Materials provided |
***

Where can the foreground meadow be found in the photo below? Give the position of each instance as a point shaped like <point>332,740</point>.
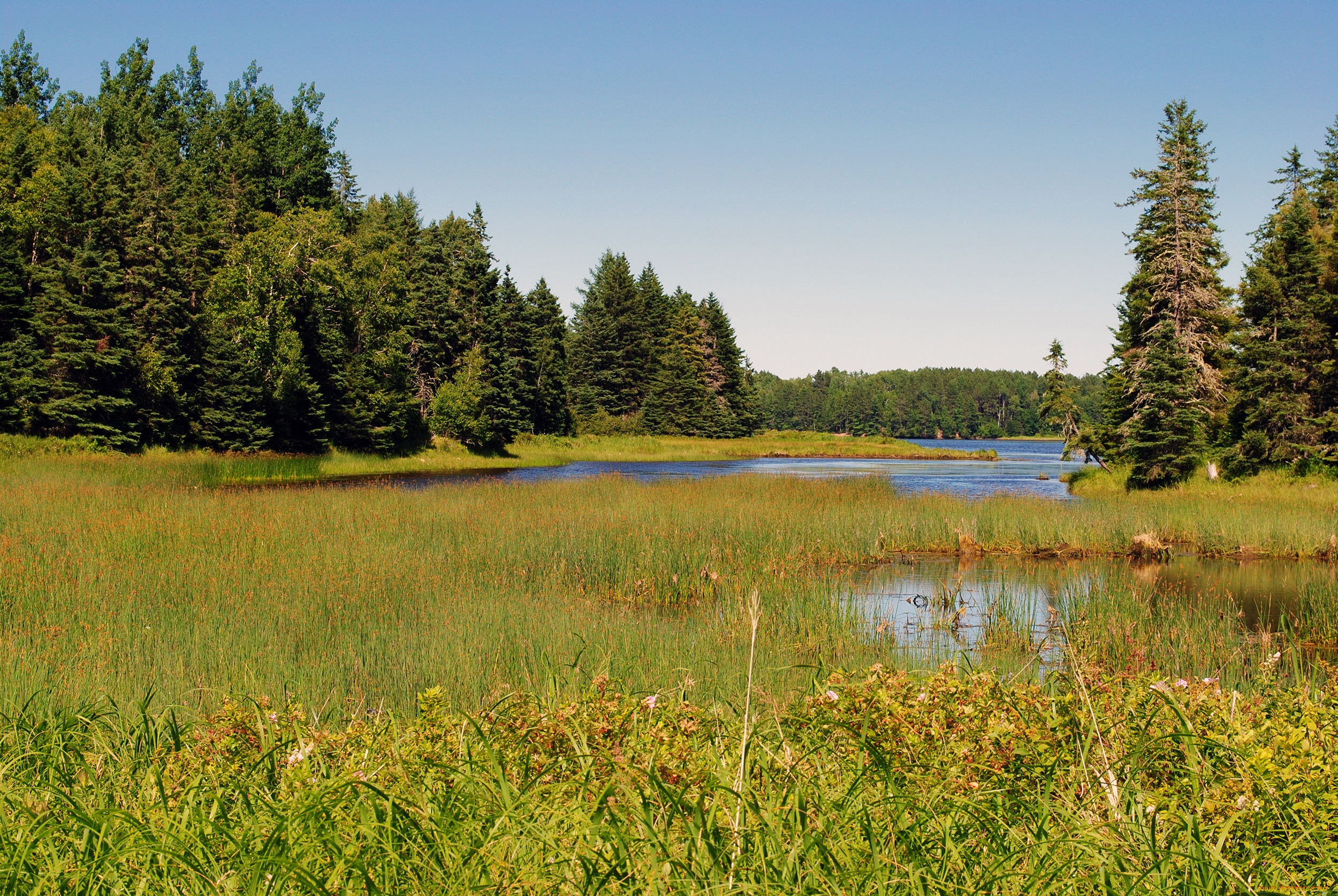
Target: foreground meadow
<point>569,688</point>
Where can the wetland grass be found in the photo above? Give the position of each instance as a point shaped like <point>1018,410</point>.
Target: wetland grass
<point>113,578</point>
<point>458,688</point>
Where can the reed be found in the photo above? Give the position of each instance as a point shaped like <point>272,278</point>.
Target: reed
<point>871,783</point>
<point>114,577</point>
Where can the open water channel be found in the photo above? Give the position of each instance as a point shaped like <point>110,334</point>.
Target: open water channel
<point>1017,473</point>
<point>937,608</point>
<point>940,606</point>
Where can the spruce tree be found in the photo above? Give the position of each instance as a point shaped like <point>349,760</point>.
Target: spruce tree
<point>736,396</point>
<point>23,82</point>
<point>550,409</point>
<point>680,400</point>
<point>1059,408</point>
<point>611,344</point>
<point>1167,367</point>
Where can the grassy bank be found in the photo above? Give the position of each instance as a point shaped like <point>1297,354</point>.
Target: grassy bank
<point>110,583</point>
<point>210,470</point>
<point>879,783</point>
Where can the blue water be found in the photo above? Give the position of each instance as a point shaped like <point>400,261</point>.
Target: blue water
<point>1015,474</point>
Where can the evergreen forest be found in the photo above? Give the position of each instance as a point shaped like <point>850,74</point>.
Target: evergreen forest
<point>1243,379</point>
<point>921,404</point>
<point>185,269</point>
<point>188,269</point>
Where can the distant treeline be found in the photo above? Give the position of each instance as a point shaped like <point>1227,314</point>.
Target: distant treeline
<point>191,270</point>
<point>928,403</point>
<point>1199,372</point>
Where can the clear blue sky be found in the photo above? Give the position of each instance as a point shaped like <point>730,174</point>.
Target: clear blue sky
<point>865,186</point>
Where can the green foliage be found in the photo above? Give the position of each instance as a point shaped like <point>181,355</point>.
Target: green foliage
<point>1059,408</point>
<point>1165,436</point>
<point>918,404</point>
<point>461,409</point>
<point>186,269</point>
<point>663,363</point>
<point>873,781</point>
<point>1165,380</point>
<point>23,82</point>
<point>1285,408</point>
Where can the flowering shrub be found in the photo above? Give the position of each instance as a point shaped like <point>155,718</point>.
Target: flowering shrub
<point>881,779</point>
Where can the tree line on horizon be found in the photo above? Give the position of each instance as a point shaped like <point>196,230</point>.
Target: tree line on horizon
<point>186,269</point>
<point>929,403</point>
<point>189,270</point>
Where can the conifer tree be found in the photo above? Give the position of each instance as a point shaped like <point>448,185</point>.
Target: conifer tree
<point>23,82</point>
<point>1166,374</point>
<point>611,341</point>
<point>1285,347</point>
<point>550,409</point>
<point>680,400</point>
<point>1059,408</point>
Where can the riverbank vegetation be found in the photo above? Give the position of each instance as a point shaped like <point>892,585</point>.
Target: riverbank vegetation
<point>114,575</point>
<point>877,781</point>
<point>191,270</point>
<point>1198,375</point>
<point>921,404</point>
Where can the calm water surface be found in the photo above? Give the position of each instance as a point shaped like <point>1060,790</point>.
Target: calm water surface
<point>1017,471</point>
<point>940,606</point>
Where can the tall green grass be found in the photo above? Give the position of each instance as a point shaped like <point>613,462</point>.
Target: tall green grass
<point>114,578</point>
<point>871,784</point>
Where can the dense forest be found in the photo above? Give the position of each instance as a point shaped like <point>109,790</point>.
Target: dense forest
<point>189,270</point>
<point>1248,379</point>
<point>929,403</point>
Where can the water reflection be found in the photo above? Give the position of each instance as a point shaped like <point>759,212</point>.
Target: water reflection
<point>936,608</point>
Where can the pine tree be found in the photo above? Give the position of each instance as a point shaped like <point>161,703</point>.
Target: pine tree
<point>488,374</point>
<point>680,400</point>
<point>735,393</point>
<point>1325,178</point>
<point>1283,343</point>
<point>1059,408</point>
<point>23,82</point>
<point>611,343</point>
<point>20,360</point>
<point>1167,366</point>
<point>231,407</point>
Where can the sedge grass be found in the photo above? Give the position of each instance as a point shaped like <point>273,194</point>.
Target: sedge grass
<point>111,581</point>
<point>878,783</point>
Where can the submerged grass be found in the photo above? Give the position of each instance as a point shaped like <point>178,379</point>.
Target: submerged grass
<point>879,783</point>
<point>209,470</point>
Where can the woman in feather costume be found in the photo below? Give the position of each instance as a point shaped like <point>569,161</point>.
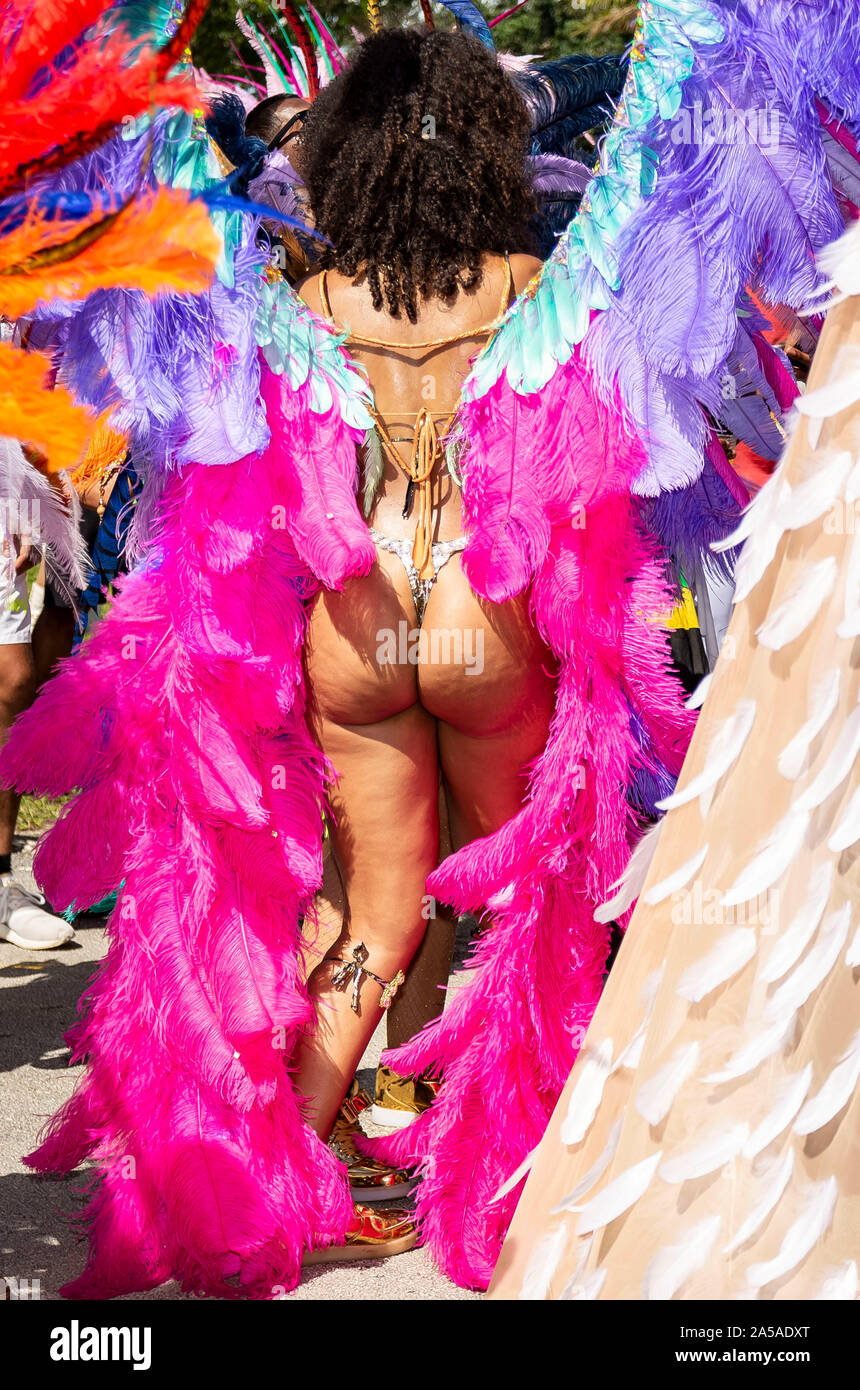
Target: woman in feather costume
<point>197,752</point>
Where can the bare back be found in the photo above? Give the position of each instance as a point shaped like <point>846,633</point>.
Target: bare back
<point>406,378</point>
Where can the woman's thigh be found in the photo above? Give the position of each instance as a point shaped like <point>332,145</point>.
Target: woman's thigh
<point>356,651</point>
<point>489,681</point>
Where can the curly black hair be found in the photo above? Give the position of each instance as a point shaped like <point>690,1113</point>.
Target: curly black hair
<point>414,161</point>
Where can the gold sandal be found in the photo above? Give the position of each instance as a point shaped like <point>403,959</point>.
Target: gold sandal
<point>370,1180</point>
<point>371,1236</point>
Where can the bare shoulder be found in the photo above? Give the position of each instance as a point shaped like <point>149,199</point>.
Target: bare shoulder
<point>524,268</point>
<point>307,289</point>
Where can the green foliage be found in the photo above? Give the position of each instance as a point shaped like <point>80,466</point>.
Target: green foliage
<point>550,28</point>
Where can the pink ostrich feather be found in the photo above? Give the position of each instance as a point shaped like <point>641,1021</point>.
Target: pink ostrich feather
<point>506,1041</point>
<point>188,699</point>
<point>200,779</point>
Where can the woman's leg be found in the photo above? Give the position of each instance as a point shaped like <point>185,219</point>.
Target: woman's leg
<point>385,809</point>
<point>493,708</point>
<point>488,680</point>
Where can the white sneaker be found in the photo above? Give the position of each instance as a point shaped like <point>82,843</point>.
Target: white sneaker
<point>24,920</point>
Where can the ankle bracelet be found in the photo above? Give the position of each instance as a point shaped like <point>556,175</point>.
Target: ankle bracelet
<point>354,969</point>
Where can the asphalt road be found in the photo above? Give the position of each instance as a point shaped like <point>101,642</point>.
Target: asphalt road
<point>38,1004</point>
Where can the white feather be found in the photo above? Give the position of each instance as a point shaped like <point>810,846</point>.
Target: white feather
<point>677,879</point>
<point>800,606</point>
<point>852,487</point>
<point>696,699</point>
<point>800,1236</point>
<point>771,858</point>
<point>766,533</point>
<point>516,1176</point>
<point>848,829</point>
<point>791,944</point>
<point>655,1097</point>
<point>673,1265</point>
<point>618,1196</point>
<point>835,1093</point>
<point>839,1283</point>
<point>595,1173</point>
<point>839,392</point>
<point>592,1072</point>
<point>723,751</point>
<point>774,1180</point>
<point>753,1052</point>
<point>794,759</point>
<point>631,881</point>
<point>706,1157</point>
<point>838,765</point>
<point>814,968</point>
<point>727,957</point>
<point>791,1094</point>
<point>816,495</point>
<point>631,1055</point>
<point>543,1264</point>
<point>588,1287</point>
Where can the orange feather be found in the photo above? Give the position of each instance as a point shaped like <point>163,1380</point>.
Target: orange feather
<point>161,242</point>
<point>38,416</point>
<point>103,86</point>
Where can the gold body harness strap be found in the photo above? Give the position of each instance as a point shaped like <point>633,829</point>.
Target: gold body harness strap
<point>427,437</point>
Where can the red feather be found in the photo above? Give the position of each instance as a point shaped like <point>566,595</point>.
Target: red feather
<point>303,38</point>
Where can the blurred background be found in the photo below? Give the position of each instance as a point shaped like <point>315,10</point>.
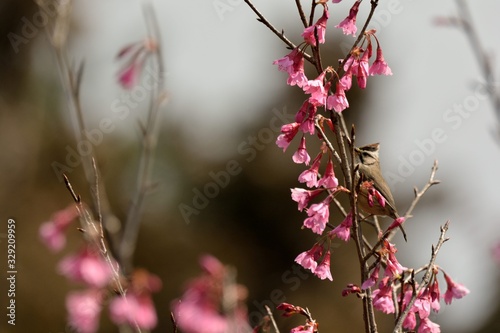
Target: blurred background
<point>224,97</point>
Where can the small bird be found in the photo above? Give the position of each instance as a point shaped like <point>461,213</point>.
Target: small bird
<point>370,180</point>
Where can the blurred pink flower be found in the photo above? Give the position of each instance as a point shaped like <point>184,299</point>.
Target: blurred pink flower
<point>87,266</point>
<point>133,309</point>
<point>137,306</point>
<point>323,269</point>
<point>308,259</point>
<point>52,233</point>
<point>83,310</point>
<point>200,309</point>
<point>301,155</point>
<point>137,54</point>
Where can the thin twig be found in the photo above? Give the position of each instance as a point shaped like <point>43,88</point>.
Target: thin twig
<point>426,278</point>
<point>280,35</point>
<point>270,314</point>
<point>301,13</point>
<point>482,57</point>
<point>56,32</point>
<point>150,136</point>
<point>325,138</point>
<point>374,4</point>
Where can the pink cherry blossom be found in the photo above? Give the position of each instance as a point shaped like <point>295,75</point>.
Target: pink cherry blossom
<point>133,309</point>
<point>319,27</point>
<point>317,89</point>
<point>310,176</point>
<point>306,115</point>
<point>88,267</point>
<point>288,133</point>
<point>52,233</point>
<point>329,180</point>
<point>302,196</point>
<point>308,259</point>
<point>303,329</point>
<point>301,155</point>
<point>293,64</point>
<point>427,326</point>
<point>338,101</point>
<point>351,289</point>
<point>290,309</point>
<point>454,290</point>
<point>348,25</point>
<point>363,70</point>
<point>198,310</point>
<point>410,321</point>
<point>84,309</point>
<point>435,294</point>
<point>323,269</point>
<point>382,297</point>
<point>379,66</point>
<point>318,216</point>
<point>345,82</point>
<point>343,230</point>
<point>137,54</point>
<point>372,279</point>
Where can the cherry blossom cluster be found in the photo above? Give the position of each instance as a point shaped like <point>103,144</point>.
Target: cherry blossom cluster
<point>328,91</point>
<point>320,95</point>
<point>427,299</point>
<point>212,303</point>
<point>88,267</point>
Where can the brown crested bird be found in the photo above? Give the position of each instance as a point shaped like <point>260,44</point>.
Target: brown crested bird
<point>369,177</point>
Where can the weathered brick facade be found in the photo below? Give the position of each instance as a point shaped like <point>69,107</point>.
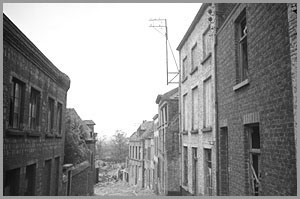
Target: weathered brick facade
<point>32,154</point>
<point>262,103</point>
<point>167,145</point>
<point>197,106</point>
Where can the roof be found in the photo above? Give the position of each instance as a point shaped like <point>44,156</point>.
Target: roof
<point>14,36</point>
<point>193,24</point>
<point>172,94</point>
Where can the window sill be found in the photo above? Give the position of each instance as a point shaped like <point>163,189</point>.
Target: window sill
<point>33,134</point>
<point>196,131</point>
<point>184,79</point>
<point>206,58</point>
<point>206,129</point>
<point>15,132</point>
<point>194,70</point>
<point>241,84</point>
<point>184,132</point>
<point>49,135</point>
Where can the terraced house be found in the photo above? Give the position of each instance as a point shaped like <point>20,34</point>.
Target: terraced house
<point>34,105</point>
<point>256,74</point>
<point>197,106</point>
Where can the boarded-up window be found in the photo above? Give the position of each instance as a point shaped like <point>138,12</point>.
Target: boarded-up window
<point>195,108</point>
<point>185,165</point>
<point>207,103</point>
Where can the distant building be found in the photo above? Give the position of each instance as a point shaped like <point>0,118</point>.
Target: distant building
<point>166,138</point>
<point>136,155</point>
<point>79,172</point>
<point>148,157</point>
<point>34,104</point>
<point>256,74</point>
<point>197,107</point>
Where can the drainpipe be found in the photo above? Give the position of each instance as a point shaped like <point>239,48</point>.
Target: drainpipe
<point>214,11</point>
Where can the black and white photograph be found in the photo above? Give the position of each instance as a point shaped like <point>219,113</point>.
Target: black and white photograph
<point>149,99</point>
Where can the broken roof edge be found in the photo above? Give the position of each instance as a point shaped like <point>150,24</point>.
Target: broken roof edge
<point>196,19</point>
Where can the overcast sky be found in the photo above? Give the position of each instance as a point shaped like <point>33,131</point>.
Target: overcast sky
<point>115,61</point>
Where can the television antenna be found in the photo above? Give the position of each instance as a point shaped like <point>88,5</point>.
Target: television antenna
<point>162,24</point>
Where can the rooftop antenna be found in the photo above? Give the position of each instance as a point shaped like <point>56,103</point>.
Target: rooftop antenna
<point>162,23</point>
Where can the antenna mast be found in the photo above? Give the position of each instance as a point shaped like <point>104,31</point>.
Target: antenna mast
<point>162,23</point>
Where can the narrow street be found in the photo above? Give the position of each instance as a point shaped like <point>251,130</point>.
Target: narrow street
<point>120,188</point>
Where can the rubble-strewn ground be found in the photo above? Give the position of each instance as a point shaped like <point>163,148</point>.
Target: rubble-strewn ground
<point>120,188</point>
<point>109,185</point>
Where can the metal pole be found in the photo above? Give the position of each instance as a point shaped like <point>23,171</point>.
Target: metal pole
<point>167,50</point>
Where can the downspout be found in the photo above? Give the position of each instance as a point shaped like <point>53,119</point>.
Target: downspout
<point>180,124</point>
<point>216,99</point>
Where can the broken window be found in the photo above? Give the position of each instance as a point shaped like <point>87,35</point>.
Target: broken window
<point>59,117</point>
<point>50,115</point>
<point>255,172</point>
<point>195,108</point>
<point>11,182</point>
<point>207,103</point>
<point>30,180</point>
<point>34,109</point>
<point>208,172</point>
<point>16,104</point>
<point>185,113</point>
<point>207,43</point>
<point>194,170</point>
<point>241,34</point>
<point>185,165</point>
<point>194,57</point>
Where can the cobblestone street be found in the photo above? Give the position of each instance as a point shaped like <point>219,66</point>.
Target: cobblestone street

***

Exercise description |
Find the lines above with the word "cobblestone". Copy them out.

Task output |
Where can the cobblestone street be found in the photo above? Give the position of each instance as a point shaped like <point>219,66</point>.
Target: cobblestone street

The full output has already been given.